## FRAGMENTO DEL DOCUMENTO
>>>
Meditación sobre la Admonición 11.ª de San
Francisco
En la Admonición 10 exponía san Francisco cómo deben comportarse sus seguidores ante el pecado en la propia vida. En la presente, habla del pecado en la vida de los demás y de cómo debe, en tal caso, comportarse el franciscano. Trata, pues, de un tema muy importante, de gran transcendencia para nuestra vida religiosa personal y, sobre todo, para nuestra vida comunitaria en fraternidad.
La Iglesia, en tanto que peregrina en este mundo y que va aproximándose a la perfección, es Iglesia de pecadores y está amenazada, en cuanto esposa sin mancha de Cristo, por las debilidades y los pecados de sus miembros. Lo mismo les sucede a nuestras comunidades, que son grupos humanos de la Iglesia. Mientras la Iglesia santa sea, a la vez, Iglesia de pecadores, y así lo será hasta el momento en que el Señor, en su segunda vuelta, la lleve a la perfección, seguirán manifestándose en nuestra vida religiosa ambos aspectos, la santidad y la pecaminosidad. Francisco conocía bien esta realidad. Y por eso dirigió a sus seguidores numerosas «palabras de amonestación», con las que les indicaba cómo debían comportarse. Una de las más importantes es precisamente la Admonición 11, a la que vamos a dedicar una seria reflexión.
«Nada debe disgustar al siervo de Dios fuera del pecado.
»Y sea cual fuere el pecado que una persona cometa, si, debido a ello y no movido por la caridad, el siervo de Dios se altera o se enoja, atesora culpas (cf. Rom 2,5).
»El siervo de Dios que no se enoja ni se turba por cosa alguna, vive, en verdad, sin nada propio.
»Y dichoso es quien nada retiene para sí, restituyendo al césar lo que es del césar, y a Dios lo que es de Dios (Mt 22,21)» (Adm 11).
I. DISGUSTO POR EL PECADO Y AMOR AL PECADOR
«Nada debe disgustar al siervo de Dios fuera del pecado».
<<<
## DATOS PROPORCIONADOS
>>>
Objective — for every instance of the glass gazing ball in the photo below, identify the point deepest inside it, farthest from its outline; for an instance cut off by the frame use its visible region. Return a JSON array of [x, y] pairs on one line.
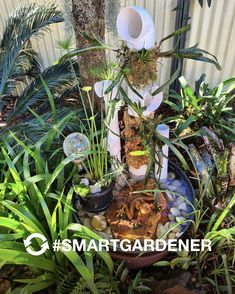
[[76, 143]]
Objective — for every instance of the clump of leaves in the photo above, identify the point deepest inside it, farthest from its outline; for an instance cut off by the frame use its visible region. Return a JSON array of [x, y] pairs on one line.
[[140, 67]]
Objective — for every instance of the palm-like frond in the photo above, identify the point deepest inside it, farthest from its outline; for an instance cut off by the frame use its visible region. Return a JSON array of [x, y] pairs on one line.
[[26, 22], [58, 78]]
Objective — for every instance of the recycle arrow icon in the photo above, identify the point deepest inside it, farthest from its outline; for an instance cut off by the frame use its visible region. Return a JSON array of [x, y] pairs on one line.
[[44, 246]]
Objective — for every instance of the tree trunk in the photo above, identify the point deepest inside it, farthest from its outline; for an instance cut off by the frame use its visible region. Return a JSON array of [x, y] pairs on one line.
[[89, 17]]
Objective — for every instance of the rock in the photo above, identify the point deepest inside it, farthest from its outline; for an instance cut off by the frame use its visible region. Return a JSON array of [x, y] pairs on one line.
[[180, 219], [171, 217], [122, 180], [115, 193], [177, 183], [175, 211], [87, 223], [181, 191], [170, 196], [85, 182], [94, 189], [185, 214], [132, 181], [81, 212], [171, 175], [171, 235], [99, 222], [179, 201], [118, 187], [183, 206], [171, 188]]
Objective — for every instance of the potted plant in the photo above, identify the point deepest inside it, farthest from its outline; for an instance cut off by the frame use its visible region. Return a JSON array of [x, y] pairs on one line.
[[97, 169]]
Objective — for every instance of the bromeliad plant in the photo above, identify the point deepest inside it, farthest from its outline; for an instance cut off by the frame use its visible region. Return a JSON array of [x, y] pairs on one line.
[[35, 199], [205, 107]]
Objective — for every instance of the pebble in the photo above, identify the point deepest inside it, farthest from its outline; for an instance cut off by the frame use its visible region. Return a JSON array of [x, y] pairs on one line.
[[115, 193], [81, 212], [170, 196], [94, 189], [171, 188], [99, 222], [181, 191], [132, 181], [175, 211], [180, 219], [177, 183], [171, 175], [84, 181], [171, 217], [118, 187], [183, 206]]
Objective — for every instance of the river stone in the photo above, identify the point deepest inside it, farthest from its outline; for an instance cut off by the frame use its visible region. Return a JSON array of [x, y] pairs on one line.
[[115, 193], [170, 196], [85, 182], [179, 201], [180, 219], [175, 211], [177, 183], [183, 206], [118, 187], [94, 189], [171, 175]]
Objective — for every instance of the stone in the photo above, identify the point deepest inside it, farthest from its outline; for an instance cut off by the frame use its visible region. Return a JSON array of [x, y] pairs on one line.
[[180, 219], [118, 187], [175, 211], [99, 222], [115, 193], [179, 234], [132, 181], [81, 212], [177, 183], [122, 180], [171, 175], [171, 188]]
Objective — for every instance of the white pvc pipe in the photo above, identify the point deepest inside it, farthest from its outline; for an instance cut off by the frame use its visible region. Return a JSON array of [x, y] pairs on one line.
[[161, 172], [136, 27], [114, 142], [150, 102]]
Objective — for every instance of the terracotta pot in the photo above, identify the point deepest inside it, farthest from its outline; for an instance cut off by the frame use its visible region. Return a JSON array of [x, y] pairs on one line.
[[133, 259]]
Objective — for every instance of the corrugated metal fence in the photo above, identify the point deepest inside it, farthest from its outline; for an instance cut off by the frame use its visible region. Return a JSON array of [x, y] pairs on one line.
[[213, 28]]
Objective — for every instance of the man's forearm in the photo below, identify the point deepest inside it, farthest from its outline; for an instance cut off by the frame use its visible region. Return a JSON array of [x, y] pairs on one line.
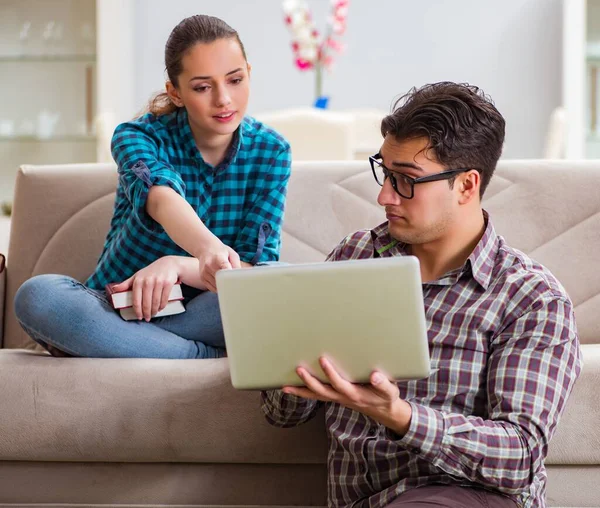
[[496, 454], [284, 410]]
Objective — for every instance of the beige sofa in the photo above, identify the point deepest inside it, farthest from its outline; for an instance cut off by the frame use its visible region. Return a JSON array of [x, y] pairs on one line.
[[172, 433]]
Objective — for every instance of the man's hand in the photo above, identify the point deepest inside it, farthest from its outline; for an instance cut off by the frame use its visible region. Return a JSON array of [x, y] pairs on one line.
[[379, 400]]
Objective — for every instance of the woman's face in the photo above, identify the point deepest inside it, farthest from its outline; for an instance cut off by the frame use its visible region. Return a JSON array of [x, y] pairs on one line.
[[213, 87]]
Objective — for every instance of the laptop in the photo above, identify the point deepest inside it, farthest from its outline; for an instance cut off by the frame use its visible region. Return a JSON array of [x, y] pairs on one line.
[[363, 315]]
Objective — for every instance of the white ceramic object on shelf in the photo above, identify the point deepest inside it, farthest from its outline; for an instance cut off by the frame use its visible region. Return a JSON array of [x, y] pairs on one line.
[[46, 124]]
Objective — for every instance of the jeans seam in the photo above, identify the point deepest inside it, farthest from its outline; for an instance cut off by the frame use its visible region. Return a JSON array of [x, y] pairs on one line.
[[96, 294], [42, 338]]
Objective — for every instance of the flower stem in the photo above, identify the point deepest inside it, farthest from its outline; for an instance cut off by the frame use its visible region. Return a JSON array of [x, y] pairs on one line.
[[318, 80]]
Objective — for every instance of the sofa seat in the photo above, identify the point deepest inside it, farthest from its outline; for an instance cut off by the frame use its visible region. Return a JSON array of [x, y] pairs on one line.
[[148, 410], [140, 410]]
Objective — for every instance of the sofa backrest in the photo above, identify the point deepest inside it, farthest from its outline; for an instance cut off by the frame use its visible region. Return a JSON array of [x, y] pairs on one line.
[[548, 209]]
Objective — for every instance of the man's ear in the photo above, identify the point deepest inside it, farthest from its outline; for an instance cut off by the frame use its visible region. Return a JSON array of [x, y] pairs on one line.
[[468, 186], [173, 94]]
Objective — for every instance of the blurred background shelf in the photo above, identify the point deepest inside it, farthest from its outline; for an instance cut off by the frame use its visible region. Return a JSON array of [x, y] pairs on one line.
[[47, 58], [67, 138]]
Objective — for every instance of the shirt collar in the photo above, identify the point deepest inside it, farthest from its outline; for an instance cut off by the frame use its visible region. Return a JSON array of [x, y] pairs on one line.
[[480, 263], [185, 131], [481, 260]]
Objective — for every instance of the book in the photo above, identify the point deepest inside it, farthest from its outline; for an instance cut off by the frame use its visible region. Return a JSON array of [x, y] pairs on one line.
[[123, 299], [172, 307], [123, 302]]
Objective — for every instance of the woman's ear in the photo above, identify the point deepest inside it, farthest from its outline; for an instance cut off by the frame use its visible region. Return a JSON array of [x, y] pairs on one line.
[[173, 94]]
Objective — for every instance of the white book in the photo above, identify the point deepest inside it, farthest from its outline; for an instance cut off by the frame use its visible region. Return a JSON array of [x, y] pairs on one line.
[[124, 299], [173, 307]]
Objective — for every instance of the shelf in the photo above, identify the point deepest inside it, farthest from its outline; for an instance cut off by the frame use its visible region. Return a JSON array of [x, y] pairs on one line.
[[67, 138], [48, 58]]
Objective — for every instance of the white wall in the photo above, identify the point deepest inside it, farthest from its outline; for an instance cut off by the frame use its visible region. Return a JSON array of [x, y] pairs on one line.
[[510, 48]]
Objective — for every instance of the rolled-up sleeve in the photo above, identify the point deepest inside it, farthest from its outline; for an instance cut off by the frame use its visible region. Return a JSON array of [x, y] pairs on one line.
[[136, 150], [533, 366], [259, 240]]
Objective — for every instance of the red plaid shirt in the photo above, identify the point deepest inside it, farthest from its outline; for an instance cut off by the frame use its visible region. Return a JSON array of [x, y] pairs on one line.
[[502, 337]]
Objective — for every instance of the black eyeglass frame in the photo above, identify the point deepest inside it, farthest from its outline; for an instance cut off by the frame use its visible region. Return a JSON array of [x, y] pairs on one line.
[[443, 175]]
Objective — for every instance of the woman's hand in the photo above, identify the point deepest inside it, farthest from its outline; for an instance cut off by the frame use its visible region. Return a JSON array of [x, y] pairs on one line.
[[151, 286], [216, 256]]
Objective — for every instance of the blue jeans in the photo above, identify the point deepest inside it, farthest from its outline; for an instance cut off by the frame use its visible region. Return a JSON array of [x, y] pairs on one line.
[[59, 311]]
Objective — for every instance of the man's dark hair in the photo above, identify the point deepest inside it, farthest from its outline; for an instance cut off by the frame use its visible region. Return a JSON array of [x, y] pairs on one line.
[[464, 128]]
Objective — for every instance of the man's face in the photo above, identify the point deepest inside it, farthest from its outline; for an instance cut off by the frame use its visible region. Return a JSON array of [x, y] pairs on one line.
[[430, 213]]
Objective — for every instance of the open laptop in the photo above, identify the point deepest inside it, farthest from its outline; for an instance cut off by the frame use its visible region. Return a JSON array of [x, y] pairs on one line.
[[361, 314]]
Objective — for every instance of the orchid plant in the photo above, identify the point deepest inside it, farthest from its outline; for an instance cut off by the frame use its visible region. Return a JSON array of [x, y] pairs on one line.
[[313, 50]]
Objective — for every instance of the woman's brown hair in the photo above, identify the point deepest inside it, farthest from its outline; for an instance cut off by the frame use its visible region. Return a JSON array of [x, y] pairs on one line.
[[199, 29]]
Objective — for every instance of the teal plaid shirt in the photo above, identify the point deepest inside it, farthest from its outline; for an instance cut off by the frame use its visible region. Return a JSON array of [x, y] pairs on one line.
[[241, 200]]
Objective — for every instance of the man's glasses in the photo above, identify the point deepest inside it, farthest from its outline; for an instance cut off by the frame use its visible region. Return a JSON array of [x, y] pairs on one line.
[[404, 185]]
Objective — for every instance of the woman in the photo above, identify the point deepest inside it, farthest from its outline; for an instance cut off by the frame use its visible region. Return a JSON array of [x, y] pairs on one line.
[[201, 188]]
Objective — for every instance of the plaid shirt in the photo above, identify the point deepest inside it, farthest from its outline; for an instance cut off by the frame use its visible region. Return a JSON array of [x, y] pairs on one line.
[[241, 200], [502, 336]]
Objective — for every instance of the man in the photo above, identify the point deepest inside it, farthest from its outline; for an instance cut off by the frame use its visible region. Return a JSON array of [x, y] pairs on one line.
[[501, 330]]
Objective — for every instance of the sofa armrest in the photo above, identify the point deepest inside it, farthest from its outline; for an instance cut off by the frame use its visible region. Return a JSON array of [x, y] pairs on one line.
[[2, 294]]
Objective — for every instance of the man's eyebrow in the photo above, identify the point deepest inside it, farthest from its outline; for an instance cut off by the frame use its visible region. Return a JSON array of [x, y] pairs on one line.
[[210, 77], [402, 164]]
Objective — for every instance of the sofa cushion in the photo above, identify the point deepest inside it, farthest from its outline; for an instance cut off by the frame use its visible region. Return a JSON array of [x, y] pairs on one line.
[[548, 209], [577, 438], [139, 410], [143, 410]]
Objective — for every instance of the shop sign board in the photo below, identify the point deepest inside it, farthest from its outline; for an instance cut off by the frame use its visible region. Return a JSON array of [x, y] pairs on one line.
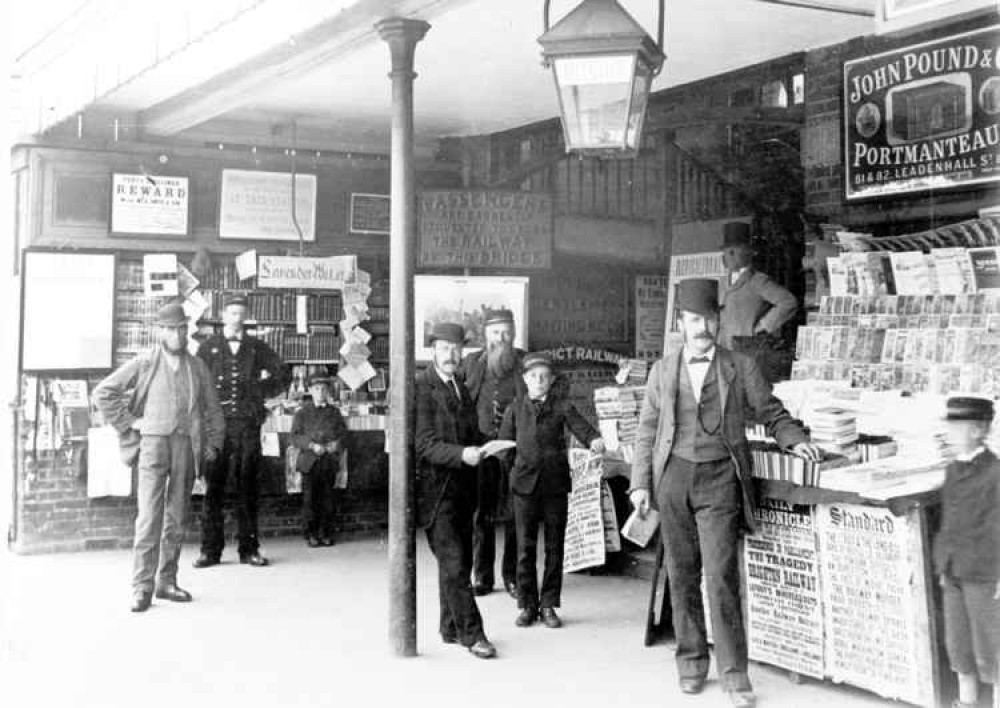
[[923, 117], [258, 205], [292, 272], [151, 205], [781, 565], [485, 228], [650, 315]]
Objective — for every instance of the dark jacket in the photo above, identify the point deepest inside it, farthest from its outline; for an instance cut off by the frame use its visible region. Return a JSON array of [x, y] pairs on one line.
[[313, 424], [243, 398], [741, 387], [444, 426], [968, 545], [540, 460]]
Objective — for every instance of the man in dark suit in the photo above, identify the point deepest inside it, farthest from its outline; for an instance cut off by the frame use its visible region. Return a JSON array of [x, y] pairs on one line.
[[492, 377], [693, 461], [245, 371], [445, 441]]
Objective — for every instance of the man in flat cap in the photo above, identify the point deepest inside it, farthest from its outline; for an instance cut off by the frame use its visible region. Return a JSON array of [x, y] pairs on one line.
[[493, 379], [692, 462], [753, 303], [164, 401], [446, 439], [245, 371]]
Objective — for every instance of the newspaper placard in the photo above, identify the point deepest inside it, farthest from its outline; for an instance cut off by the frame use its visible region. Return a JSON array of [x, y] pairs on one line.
[[872, 638], [650, 315], [785, 618], [584, 546]]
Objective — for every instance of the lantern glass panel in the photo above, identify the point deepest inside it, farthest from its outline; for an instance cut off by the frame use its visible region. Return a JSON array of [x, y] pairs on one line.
[[594, 92]]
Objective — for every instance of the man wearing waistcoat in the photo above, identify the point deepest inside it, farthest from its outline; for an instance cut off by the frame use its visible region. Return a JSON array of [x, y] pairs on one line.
[[245, 371], [692, 462], [166, 398], [753, 304], [493, 379]]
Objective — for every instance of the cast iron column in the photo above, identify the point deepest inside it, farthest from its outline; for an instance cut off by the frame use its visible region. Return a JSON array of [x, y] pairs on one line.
[[402, 36]]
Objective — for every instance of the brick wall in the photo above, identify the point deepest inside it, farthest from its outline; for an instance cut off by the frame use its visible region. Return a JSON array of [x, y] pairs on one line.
[[823, 144]]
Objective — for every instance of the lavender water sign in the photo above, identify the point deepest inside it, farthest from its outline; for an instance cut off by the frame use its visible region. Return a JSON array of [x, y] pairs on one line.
[[923, 117]]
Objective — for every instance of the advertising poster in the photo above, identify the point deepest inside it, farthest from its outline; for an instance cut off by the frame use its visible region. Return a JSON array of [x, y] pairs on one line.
[[923, 117]]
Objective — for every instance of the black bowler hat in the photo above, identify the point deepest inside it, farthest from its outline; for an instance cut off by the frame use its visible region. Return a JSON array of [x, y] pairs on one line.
[[500, 316], [735, 233], [534, 359], [448, 331], [969, 408], [698, 295]]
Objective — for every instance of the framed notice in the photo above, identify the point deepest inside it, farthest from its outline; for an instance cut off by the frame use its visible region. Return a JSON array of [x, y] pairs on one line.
[[150, 205], [370, 214], [923, 117], [257, 205], [445, 298], [68, 307], [485, 228]]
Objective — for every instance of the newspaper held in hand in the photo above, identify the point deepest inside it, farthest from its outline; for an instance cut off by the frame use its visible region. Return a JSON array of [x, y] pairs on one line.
[[495, 447], [639, 530]]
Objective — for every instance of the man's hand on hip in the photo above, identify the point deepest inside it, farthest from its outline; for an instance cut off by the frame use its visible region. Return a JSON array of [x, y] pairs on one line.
[[640, 500]]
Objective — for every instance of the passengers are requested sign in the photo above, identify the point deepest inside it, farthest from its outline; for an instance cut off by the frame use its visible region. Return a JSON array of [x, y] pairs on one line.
[[923, 117], [485, 228]]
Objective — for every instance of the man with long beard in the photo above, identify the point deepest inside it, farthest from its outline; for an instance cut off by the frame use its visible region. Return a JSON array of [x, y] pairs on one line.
[[492, 377]]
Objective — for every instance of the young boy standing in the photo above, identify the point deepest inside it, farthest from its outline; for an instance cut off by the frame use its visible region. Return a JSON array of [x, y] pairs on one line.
[[540, 483], [318, 431], [967, 550]]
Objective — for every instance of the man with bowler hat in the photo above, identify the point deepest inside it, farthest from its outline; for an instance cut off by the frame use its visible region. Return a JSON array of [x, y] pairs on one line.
[[446, 439], [245, 371], [752, 303], [692, 462], [164, 401], [493, 379]]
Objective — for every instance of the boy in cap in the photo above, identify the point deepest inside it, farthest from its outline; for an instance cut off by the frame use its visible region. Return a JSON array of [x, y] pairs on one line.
[[318, 431], [967, 550], [540, 483]]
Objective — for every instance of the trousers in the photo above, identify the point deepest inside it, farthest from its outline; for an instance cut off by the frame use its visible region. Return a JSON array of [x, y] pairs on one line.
[[450, 539], [163, 493], [700, 514], [550, 511], [238, 462]]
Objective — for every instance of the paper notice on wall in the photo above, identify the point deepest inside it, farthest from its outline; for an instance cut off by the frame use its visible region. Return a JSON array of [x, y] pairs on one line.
[[584, 542], [246, 264], [781, 564], [159, 274]]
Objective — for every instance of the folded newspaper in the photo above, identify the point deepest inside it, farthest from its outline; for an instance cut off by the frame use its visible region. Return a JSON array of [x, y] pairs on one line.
[[639, 530]]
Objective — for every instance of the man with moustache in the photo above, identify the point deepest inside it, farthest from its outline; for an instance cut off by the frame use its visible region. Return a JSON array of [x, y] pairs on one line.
[[492, 376], [165, 401], [445, 441], [693, 462]]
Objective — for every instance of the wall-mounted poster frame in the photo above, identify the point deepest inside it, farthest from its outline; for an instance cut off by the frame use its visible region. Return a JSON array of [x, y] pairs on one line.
[[150, 205], [257, 205], [369, 214], [67, 310], [465, 299]]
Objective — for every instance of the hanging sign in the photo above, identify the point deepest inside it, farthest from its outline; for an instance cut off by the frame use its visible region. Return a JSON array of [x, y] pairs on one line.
[[923, 117], [481, 228]]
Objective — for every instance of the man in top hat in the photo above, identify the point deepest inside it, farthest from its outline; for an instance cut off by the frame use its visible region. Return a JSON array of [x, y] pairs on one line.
[[493, 378], [245, 371], [165, 399], [446, 439], [692, 462], [752, 303]]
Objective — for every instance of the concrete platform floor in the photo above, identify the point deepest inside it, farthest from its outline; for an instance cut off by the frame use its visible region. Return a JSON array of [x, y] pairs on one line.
[[311, 630]]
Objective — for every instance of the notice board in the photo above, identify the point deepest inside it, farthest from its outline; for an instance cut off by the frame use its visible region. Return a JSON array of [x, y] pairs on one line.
[[68, 305]]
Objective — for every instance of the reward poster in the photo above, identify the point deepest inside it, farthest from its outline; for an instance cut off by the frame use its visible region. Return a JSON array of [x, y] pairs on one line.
[[923, 117]]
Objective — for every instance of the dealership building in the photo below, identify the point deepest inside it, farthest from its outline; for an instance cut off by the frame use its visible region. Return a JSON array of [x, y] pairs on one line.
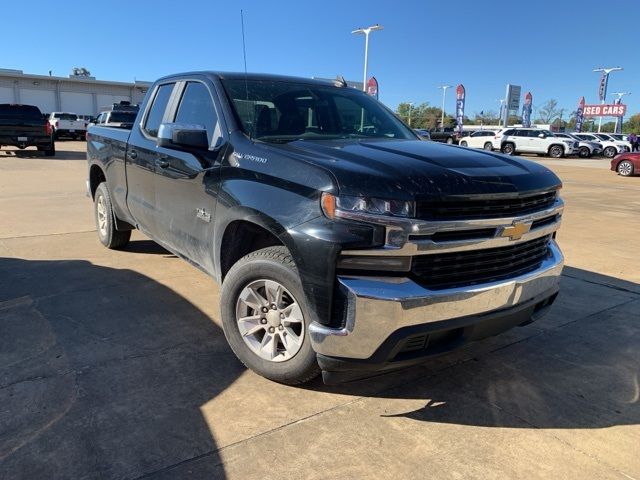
[[78, 93]]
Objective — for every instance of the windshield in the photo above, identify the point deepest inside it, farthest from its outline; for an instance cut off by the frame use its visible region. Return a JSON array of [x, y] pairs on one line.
[[122, 117], [281, 111]]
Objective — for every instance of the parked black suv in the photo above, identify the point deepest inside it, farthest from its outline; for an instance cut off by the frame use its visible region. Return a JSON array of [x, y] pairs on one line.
[[25, 126]]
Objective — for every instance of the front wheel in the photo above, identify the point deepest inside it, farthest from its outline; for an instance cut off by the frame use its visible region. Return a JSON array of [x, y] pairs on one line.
[[105, 220], [266, 318], [556, 151], [610, 152], [625, 168]]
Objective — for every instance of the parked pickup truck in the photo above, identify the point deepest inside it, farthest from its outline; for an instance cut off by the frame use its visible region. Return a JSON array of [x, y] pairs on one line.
[[344, 244], [67, 125], [25, 126]]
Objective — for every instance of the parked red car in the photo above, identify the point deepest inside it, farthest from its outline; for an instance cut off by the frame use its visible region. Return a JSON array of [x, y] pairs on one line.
[[626, 164]]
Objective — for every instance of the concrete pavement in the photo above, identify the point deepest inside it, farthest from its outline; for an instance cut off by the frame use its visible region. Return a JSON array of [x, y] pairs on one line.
[[114, 365]]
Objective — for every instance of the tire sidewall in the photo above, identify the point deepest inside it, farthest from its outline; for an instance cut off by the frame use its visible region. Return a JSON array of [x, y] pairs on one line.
[[101, 191], [625, 174], [242, 274]]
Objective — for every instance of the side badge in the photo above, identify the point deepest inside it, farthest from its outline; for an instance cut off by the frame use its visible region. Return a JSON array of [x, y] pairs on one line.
[[202, 214]]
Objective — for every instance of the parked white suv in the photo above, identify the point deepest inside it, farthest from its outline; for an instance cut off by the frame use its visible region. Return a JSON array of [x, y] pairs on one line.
[[480, 139], [611, 147], [533, 140]]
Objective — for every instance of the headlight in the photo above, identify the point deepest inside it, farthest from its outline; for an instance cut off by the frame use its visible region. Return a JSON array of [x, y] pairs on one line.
[[332, 205]]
<<<
## TAREA REQUERIDA A
Responde estas preguntas sobre la meditación acerca de la Admonición 11:
(i) ¿De qué trataba la Admonición 10?
(ii) ¿Hasta cuándo seguirá siendo la Iglesia santa, a la vez, Iglesia de pecadores?
(iii) Según la admonición citada, ¿qué es lo único que debe disgustar al siervo de Dios?
## TAREA REQUERIDA B
Prosigue la meditación sobre la Admonición 11 a partir de la última frase citada.
El listado no tiene ningún papel en esto.

## RESPUESTA ESPERADA A
(i) De cómo deben comportarse los seguidores de san Francisco ante el pecado en la propia vida.
(ii) Hasta el momento en que el Señor, en su segunda vuelta, la lleve a la perfección.
(iii) El pecado.

## RESPUESTA ESPERADA B
En esta frase lapidaria emplea Francisco, por primera vez, la expresión siervo de Dios, expresión que seguirá apareciendo con frecuencia en las Admoniciones siguientes. Este concepto proviene claramente de la Biblia. Los profetas del Antiguo Testamento llaman «siervo de Dios» al Mesías. Y, como atestiguan los Hechos de los Apóstoles, así es como la Iglesia primitiva designaba a Cristo. Con el nombre de «siervo de Dios» designa también Cristo en particular a los ciudadanos del nuevo Reino de Dios. ¿Y no se autocalifica también María, en el momento decisivo de su vida, como sierva, como «esclava del Señor» (Lc 1,38)? Siervo de Dios, sierva de Dios, es la persona que, como Cristo, se pone totalmente a disposición de Dios, la persona que reconoce siempre y en todo el señorío real de Dios, en una palabra, el hombre subordinado al señorío de Dios. Quien se pone a total disposición de Dios como Señor y acepta y hace suya la voluntad de Dios, es verdaderamente ciudadano del Reino de Dios.
El siervo de Dios no vive según su propio arbitrio, sino en dependencia total de Dios (N.B.: ¡Los tres votos quieren justamente hacernos tales siervos y siervas de Dios!). Puesto que el siervo de Dios tiene siempre fijos los ojos en el Señor y Rey del Reino de Dios (cf. Sal 122) y actúa en todo según Él, acepta los pensamientos de Dios, es decir, su propio pensamiento se ajusta en todo a lo que Dios piensa. El siervo de Dios asume, por tanto, el querer de Dios y ambiciona ajustarse a la voluntad de Dios. Por eso está vigente en su vida la exhortación de san Pablo: «Sed, pues, imitadores de Dios, como hijos queridos» (Ef 5,1). Mirando obedientemente a Dios, va asemejándosele cada vez más como hijo de Dios, como hijo del Padre que está en los cielos. No es «siervo», esclavo del Señor, por obligación, porque no le queda más remedio, sino por ser su hijo.
Ambas realidades, «ser siervo de Dios» y «ser hijo de Dios» son simplemente dos aspectos de un mismo hecho: la obediencia constante a Dios, Señor y Padre. Ambos aspectos tenemos que considerarlos conjunta y unitariamente, a fin de que el amor a Dios no se degrade convirtiéndose en un amor meramente sentimental y «devoto», sino que sea un amor que respeta las distancias y se mantiene puro. Dios es el «Todo Otro», y debemos acercarnos a Él con el máximo respeto y con humildad, como Francisco: «¿Quién sois vos, Señor, y quién soy yo?».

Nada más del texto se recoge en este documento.